● **What this task involves**
Rewrite the part of the entries that opens with the line containing "Category: distant mountain range" and closes with the line containing "(1125, 699)", both lines included, as a JSON list of strings. Give one string per line, leave out blank lines, and include no other lines.

● **Data for processing**
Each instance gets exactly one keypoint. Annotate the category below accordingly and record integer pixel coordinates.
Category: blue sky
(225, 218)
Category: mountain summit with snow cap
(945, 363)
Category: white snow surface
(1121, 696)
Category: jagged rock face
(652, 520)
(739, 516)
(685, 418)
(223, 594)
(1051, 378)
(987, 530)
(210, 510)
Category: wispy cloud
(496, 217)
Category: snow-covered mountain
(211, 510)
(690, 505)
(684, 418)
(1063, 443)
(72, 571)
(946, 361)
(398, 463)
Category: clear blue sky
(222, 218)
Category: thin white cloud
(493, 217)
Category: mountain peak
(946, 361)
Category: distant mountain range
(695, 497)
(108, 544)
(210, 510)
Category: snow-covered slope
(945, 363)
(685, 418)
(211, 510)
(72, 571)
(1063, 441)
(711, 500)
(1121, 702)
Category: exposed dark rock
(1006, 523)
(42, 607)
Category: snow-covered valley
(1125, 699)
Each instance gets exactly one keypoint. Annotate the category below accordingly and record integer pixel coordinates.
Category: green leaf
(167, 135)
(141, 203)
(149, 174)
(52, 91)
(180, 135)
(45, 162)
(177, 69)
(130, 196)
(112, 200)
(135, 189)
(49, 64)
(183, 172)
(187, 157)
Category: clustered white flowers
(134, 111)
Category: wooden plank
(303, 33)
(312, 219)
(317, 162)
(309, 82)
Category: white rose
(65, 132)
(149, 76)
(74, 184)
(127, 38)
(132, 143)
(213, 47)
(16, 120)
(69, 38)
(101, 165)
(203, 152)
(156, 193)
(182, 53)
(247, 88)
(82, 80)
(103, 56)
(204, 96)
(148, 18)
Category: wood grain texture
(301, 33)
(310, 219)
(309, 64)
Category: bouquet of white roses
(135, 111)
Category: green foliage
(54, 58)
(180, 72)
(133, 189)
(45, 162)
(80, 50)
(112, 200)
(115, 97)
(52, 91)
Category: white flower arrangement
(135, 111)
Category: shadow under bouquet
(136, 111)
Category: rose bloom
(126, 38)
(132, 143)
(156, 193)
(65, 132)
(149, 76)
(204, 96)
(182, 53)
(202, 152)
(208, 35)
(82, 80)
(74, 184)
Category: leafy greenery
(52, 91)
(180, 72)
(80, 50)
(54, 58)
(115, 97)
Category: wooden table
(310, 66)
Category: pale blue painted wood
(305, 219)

--

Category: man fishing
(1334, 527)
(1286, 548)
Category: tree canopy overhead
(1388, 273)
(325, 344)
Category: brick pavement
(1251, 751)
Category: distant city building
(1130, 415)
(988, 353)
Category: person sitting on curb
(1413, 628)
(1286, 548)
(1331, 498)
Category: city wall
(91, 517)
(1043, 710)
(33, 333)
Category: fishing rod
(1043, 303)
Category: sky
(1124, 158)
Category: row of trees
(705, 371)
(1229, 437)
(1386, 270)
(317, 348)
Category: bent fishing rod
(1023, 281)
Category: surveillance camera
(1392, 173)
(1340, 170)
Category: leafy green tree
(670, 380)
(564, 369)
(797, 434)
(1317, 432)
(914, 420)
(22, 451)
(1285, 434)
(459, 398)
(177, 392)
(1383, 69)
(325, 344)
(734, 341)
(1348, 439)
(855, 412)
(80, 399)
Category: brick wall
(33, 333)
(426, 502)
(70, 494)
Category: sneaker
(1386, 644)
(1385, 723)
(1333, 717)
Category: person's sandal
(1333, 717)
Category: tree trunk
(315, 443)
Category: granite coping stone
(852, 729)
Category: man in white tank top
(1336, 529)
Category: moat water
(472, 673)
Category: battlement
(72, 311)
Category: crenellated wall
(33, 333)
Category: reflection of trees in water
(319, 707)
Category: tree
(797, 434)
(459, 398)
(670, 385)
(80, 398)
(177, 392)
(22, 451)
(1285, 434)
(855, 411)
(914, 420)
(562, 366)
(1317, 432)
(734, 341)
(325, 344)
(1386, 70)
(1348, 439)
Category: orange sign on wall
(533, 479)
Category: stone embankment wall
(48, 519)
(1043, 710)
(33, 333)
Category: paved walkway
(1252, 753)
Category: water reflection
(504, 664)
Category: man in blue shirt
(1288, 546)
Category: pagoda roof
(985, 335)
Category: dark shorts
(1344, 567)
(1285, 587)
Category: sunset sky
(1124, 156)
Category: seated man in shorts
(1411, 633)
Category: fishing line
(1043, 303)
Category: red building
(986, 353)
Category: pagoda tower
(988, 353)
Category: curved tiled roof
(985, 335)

● **Full output**
[
  "Category: distant mountain range",
  "(695, 497)",
  "(108, 544)",
  "(210, 510)",
  "Category: snow-covered slope",
  "(945, 363)",
  "(685, 418)",
  "(211, 510)",
  "(72, 571)",
  "(1063, 441)",
  "(711, 500)",
  "(1121, 702)",
  "Category: exposed dark rock",
  "(1006, 523)",
  "(42, 607)",
  "Category: snow-covered valley",
  "(1125, 699)"
]